Re: error recovery from Noah Mendelsohn on 2012-02-18 (public-xml-er@w3.org from February 2012)

From: Noah Mendelsohn <nrm@arcanedomain.com>
Date: Sat, 18 Feb 2012 12:36:42 -0500
To: Norman Walsh <ndw@nwalsh.com>
CC: W3C XML-ER Community Group <public-xml-er@w3.org>
Message-ID: <4F3FE1AA.7010507@arcanedomain.com>

On 2/18/2012 7:32 AM, Norman Walsh wrote:
> I'm coming around to the view expressed by Noah and David (and others)
> that we'd be better off casting this as a new set of parsing rules for
> interpreting some sequences of characters that resemble XML but are
> not well-formed in a way that deterministicly produces a tree.

> I think when the process finishes, and we have a tree (if we have a
> tree), it will be possible (for a human) to look back and say, we got
> this tree by correcting these errors in these ways.

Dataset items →

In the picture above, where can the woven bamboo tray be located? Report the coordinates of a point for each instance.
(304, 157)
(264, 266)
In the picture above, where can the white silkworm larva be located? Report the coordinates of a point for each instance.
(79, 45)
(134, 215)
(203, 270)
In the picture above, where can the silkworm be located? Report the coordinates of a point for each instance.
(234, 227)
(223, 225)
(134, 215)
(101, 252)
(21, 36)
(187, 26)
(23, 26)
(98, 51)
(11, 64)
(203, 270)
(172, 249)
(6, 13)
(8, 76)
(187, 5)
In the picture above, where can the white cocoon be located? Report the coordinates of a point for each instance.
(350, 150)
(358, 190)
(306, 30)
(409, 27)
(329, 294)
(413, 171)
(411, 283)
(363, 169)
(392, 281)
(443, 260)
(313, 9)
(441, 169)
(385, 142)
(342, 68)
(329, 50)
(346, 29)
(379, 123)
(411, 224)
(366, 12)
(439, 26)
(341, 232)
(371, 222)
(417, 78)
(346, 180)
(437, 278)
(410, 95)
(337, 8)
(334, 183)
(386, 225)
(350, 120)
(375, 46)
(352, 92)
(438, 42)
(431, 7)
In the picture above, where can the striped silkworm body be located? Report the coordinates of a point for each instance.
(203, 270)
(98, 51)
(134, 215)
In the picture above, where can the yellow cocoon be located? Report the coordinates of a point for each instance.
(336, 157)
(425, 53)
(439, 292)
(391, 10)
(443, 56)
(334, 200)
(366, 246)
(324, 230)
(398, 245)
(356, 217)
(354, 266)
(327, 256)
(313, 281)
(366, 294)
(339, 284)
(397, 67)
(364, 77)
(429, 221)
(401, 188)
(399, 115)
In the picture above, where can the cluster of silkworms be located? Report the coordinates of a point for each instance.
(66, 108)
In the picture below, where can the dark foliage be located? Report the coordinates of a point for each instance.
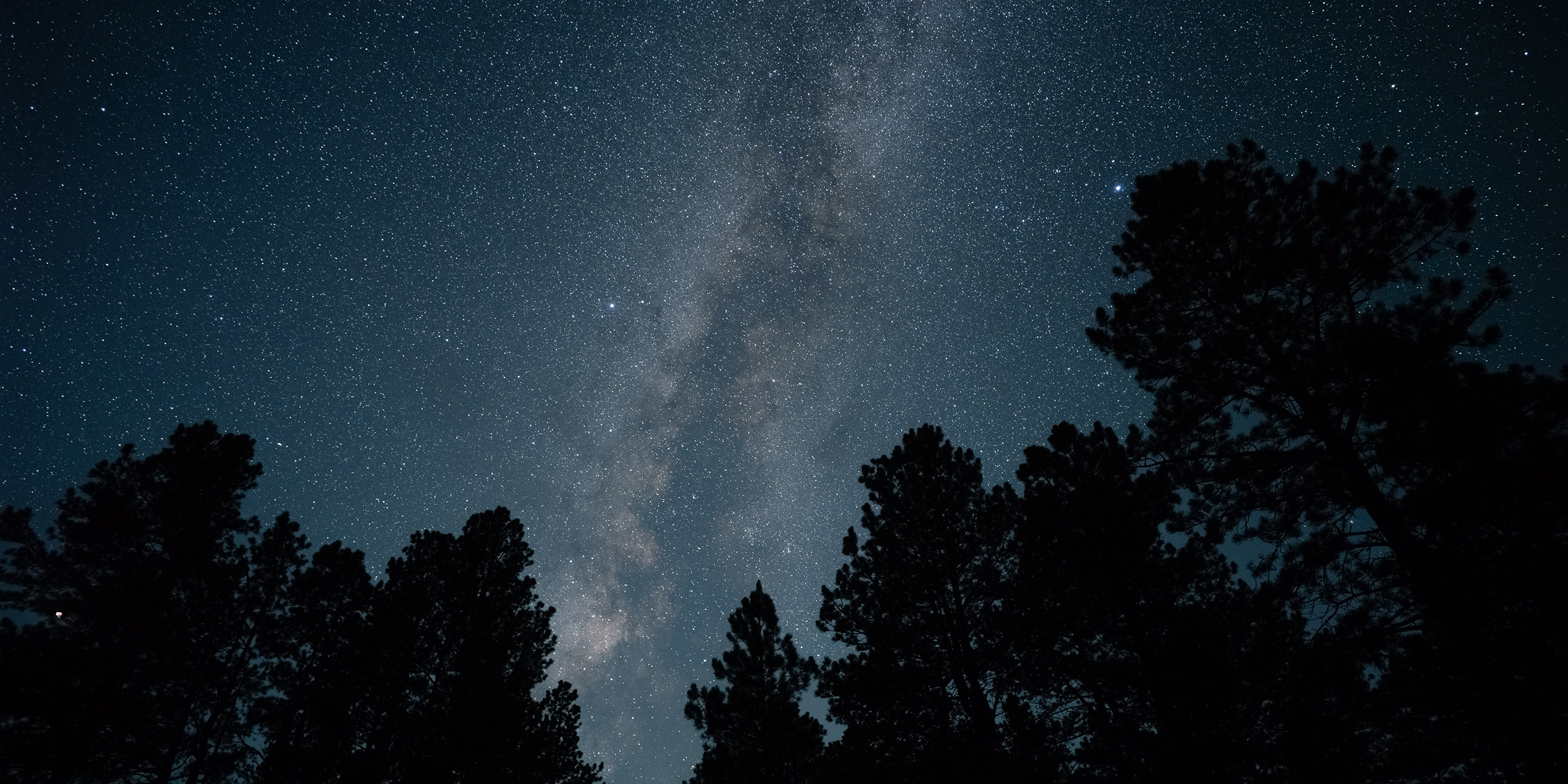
(463, 640)
(156, 596)
(915, 603)
(168, 639)
(1304, 402)
(1318, 402)
(753, 728)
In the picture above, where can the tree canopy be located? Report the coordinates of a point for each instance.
(176, 640)
(1321, 403)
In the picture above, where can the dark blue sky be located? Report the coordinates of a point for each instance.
(661, 276)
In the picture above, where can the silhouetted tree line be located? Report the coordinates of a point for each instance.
(1313, 396)
(170, 639)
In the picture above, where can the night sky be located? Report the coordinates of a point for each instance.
(661, 276)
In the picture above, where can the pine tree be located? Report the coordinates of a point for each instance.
(462, 642)
(1305, 403)
(154, 598)
(916, 603)
(753, 728)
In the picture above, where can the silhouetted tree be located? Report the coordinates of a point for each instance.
(156, 596)
(915, 604)
(1139, 656)
(753, 728)
(462, 642)
(1302, 402)
(321, 716)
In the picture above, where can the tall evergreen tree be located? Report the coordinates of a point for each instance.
(321, 716)
(753, 728)
(462, 642)
(1305, 403)
(156, 596)
(915, 603)
(1139, 656)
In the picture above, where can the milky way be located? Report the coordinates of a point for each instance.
(662, 276)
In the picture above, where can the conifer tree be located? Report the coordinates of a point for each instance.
(1304, 399)
(753, 728)
(154, 598)
(916, 604)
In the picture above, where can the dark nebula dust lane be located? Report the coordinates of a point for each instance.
(661, 276)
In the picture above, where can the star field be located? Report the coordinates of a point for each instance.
(661, 276)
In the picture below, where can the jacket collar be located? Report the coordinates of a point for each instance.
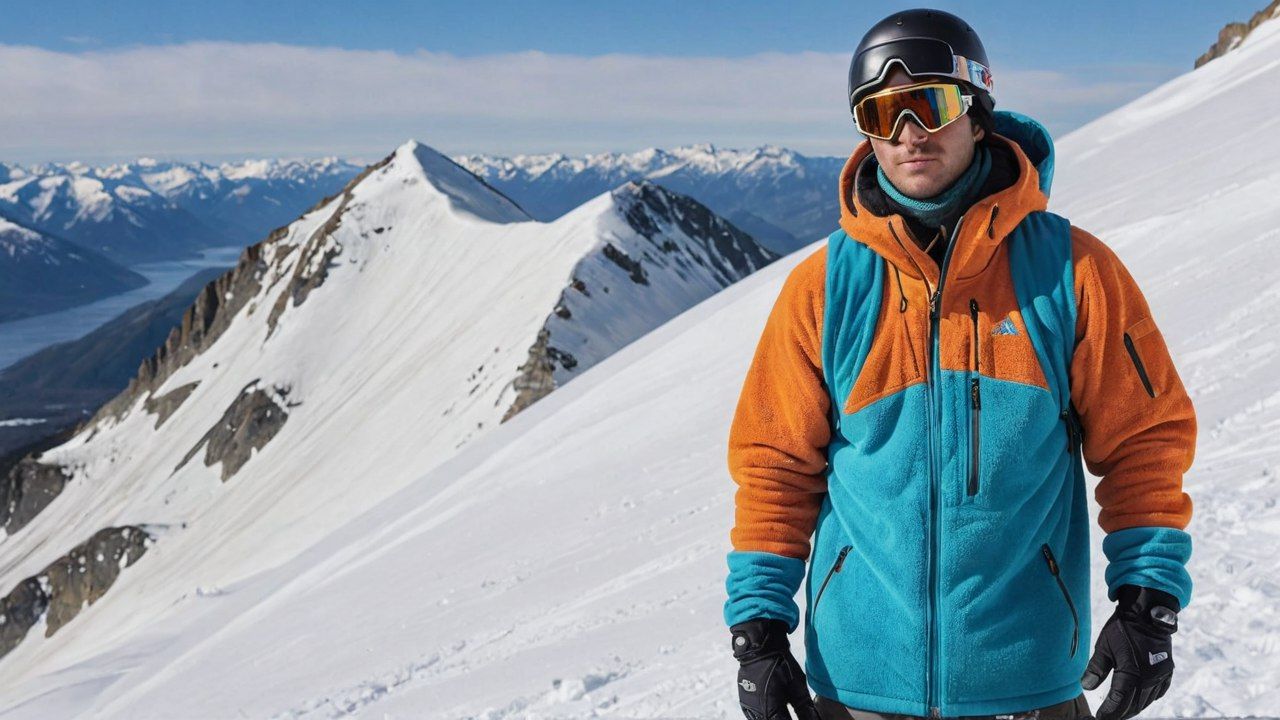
(984, 224)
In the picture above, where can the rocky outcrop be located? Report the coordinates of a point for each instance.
(168, 402)
(65, 586)
(734, 254)
(250, 422)
(1233, 33)
(24, 495)
(535, 379)
(28, 488)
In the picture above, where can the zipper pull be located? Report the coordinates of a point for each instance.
(840, 559)
(1048, 559)
(1072, 436)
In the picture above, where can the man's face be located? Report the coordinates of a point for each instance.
(920, 163)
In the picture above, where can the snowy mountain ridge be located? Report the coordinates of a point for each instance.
(780, 196)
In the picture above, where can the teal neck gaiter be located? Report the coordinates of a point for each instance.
(961, 192)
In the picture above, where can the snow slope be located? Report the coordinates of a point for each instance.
(388, 327)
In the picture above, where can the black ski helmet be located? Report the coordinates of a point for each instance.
(924, 42)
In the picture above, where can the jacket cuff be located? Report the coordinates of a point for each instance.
(1148, 556)
(763, 584)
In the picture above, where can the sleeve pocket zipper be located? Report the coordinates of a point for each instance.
(835, 568)
(1066, 596)
(1137, 363)
(976, 400)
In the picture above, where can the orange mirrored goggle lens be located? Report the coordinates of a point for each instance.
(933, 104)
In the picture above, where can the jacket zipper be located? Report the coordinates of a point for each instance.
(1137, 363)
(1066, 596)
(976, 400)
(935, 506)
(835, 568)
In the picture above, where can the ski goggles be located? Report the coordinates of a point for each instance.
(928, 57)
(933, 104)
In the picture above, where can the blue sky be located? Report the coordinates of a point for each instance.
(218, 80)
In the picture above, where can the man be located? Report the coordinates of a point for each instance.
(918, 406)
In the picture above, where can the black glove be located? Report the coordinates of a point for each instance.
(1136, 642)
(769, 678)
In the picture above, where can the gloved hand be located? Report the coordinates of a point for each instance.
(769, 678)
(1136, 642)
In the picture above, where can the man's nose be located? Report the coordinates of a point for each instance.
(910, 131)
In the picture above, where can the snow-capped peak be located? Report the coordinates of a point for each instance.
(465, 191)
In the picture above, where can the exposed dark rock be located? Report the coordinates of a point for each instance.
(202, 323)
(250, 422)
(1233, 33)
(65, 383)
(62, 589)
(732, 253)
(168, 402)
(535, 379)
(565, 359)
(318, 254)
(27, 490)
(621, 259)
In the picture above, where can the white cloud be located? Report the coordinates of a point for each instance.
(206, 99)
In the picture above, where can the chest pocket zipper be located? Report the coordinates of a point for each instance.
(1061, 586)
(835, 568)
(976, 402)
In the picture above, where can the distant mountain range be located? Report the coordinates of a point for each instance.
(784, 199)
(42, 273)
(150, 210)
(387, 327)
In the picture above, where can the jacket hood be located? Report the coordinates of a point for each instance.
(984, 224)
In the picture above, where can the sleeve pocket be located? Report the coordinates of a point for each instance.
(1139, 341)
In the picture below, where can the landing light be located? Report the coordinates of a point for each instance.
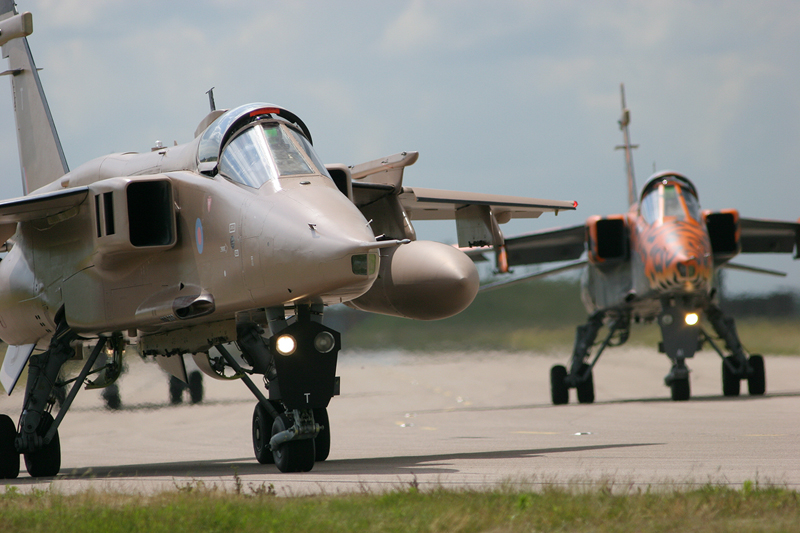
(285, 345)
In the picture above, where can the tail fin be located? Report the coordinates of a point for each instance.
(624, 120)
(41, 156)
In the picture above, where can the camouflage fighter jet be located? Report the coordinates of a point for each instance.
(655, 263)
(239, 232)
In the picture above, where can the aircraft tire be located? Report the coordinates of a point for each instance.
(45, 462)
(757, 381)
(9, 457)
(262, 431)
(196, 387)
(559, 392)
(322, 443)
(681, 390)
(586, 388)
(112, 398)
(730, 380)
(295, 455)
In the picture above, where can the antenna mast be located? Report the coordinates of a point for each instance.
(624, 120)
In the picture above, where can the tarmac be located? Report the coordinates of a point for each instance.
(457, 420)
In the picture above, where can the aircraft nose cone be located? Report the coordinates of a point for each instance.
(678, 258)
(423, 280)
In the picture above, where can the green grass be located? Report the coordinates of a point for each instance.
(600, 508)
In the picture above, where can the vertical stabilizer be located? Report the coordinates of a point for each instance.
(624, 120)
(41, 156)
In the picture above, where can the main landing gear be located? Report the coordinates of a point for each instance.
(737, 366)
(37, 439)
(580, 376)
(681, 338)
(291, 428)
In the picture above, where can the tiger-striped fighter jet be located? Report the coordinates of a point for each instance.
(655, 263)
(240, 232)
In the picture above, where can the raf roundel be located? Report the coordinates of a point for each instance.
(198, 233)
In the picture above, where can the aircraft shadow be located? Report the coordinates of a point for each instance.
(661, 399)
(381, 466)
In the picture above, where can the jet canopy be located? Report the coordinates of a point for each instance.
(669, 195)
(256, 143)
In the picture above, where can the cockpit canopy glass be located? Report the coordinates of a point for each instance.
(267, 151)
(669, 199)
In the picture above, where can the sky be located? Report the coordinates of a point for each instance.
(509, 96)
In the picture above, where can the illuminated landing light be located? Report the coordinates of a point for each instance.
(286, 345)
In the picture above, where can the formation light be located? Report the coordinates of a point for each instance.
(324, 342)
(286, 345)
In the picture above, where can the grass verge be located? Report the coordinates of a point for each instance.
(600, 508)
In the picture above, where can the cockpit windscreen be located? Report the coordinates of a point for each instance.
(669, 200)
(266, 152)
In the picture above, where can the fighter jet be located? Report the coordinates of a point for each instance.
(240, 233)
(655, 263)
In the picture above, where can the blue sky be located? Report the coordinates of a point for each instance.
(510, 97)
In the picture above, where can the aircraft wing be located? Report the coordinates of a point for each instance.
(41, 205)
(562, 244)
(435, 204)
(769, 236)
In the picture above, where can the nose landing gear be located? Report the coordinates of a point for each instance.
(291, 428)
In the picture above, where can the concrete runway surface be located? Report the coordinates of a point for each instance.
(454, 420)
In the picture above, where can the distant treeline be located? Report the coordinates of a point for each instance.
(775, 305)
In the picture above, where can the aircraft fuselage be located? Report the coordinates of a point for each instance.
(233, 247)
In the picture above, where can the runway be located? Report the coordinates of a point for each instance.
(454, 420)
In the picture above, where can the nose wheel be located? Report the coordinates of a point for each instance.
(9, 456)
(46, 461)
(294, 455)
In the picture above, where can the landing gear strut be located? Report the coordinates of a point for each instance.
(738, 365)
(38, 437)
(290, 428)
(580, 374)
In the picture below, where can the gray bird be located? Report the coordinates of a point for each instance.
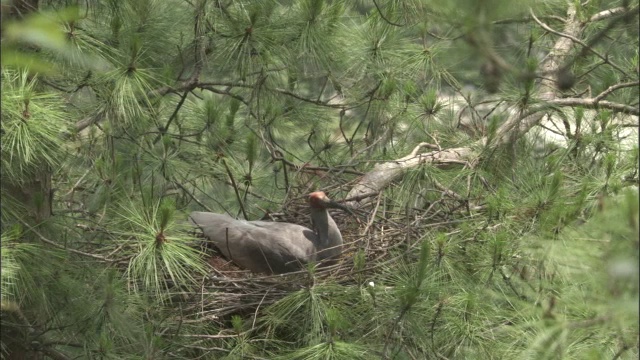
(275, 247)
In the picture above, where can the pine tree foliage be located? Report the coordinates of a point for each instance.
(121, 117)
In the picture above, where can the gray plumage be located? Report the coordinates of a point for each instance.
(274, 247)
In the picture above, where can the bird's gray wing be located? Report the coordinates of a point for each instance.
(259, 246)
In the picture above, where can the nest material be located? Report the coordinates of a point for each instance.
(230, 290)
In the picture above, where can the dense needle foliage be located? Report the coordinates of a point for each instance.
(121, 117)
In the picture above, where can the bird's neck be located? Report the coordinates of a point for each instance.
(328, 233)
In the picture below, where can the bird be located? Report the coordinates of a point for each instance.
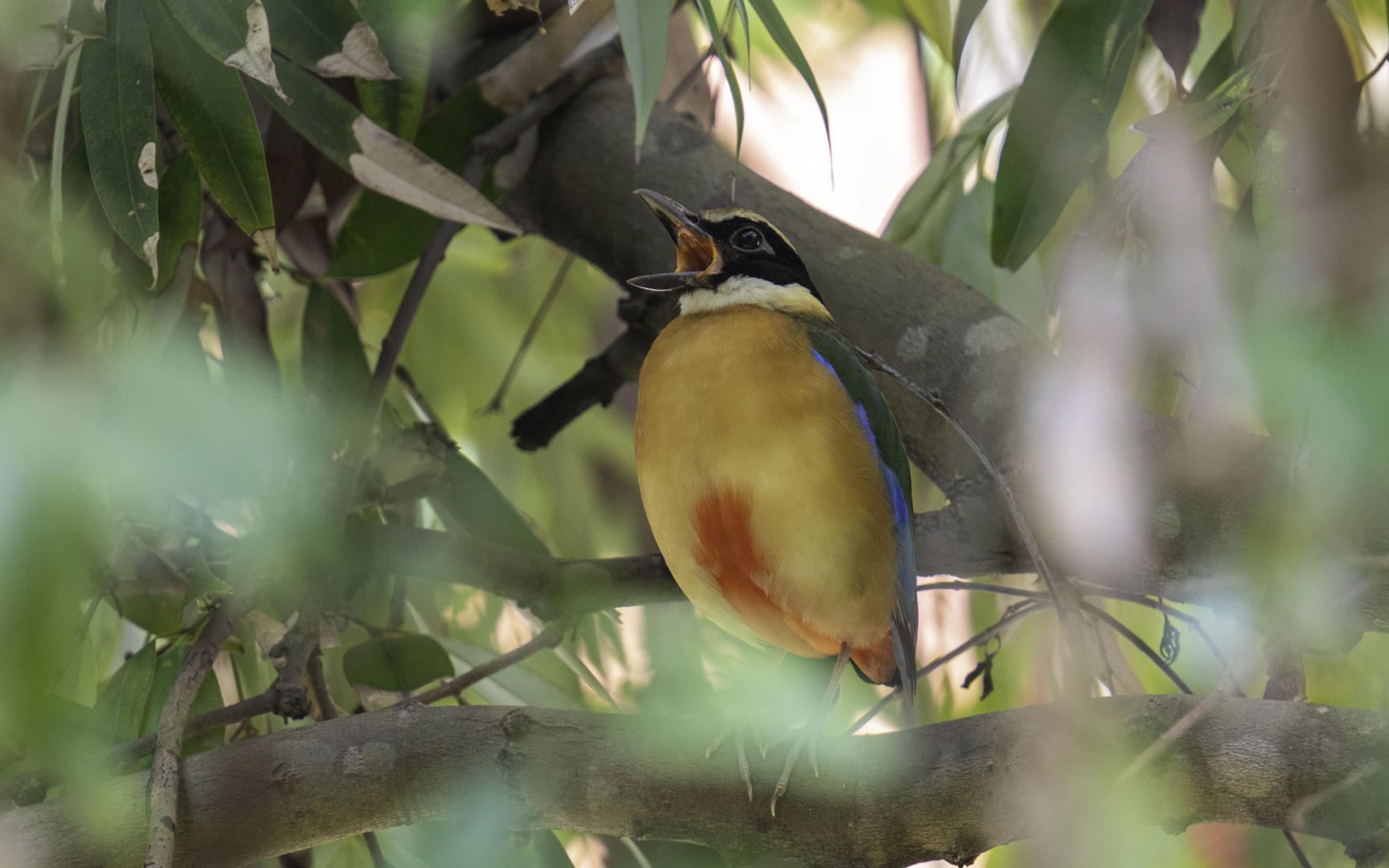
(770, 465)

To do →
1. Name every header field that appears at the top of the mailing-list message on error recovery.
2. Resume the mailing-list message on XML error recovery, starting right after its last sentence.
This material was taken from a different source.

Expected answers →
1. From, Date, To, CC, Message-ID

2.
Yes, I think that's generally where the focus should be. As I said in my 
earlier note, I think it's worth giving a bit of thought to whether it will 
be easy or hard to put reasonably tight bounds on identifying the subtrees 
that correspond to non-wellformed input. I also think we should demonstrate 
that the mapping can be implemented efficiently in a streaming processor 
for those who need streaming (though, in certain cases, there may be a 
tradeoff between streamability and the care taken in mapping non-wellformed 
input, as doing the latter well might involve backtracking).

I don't think we should standardize the APIs that expose either the tree or 
error identifications, and I don't think we should the characteristics 
processors themselves.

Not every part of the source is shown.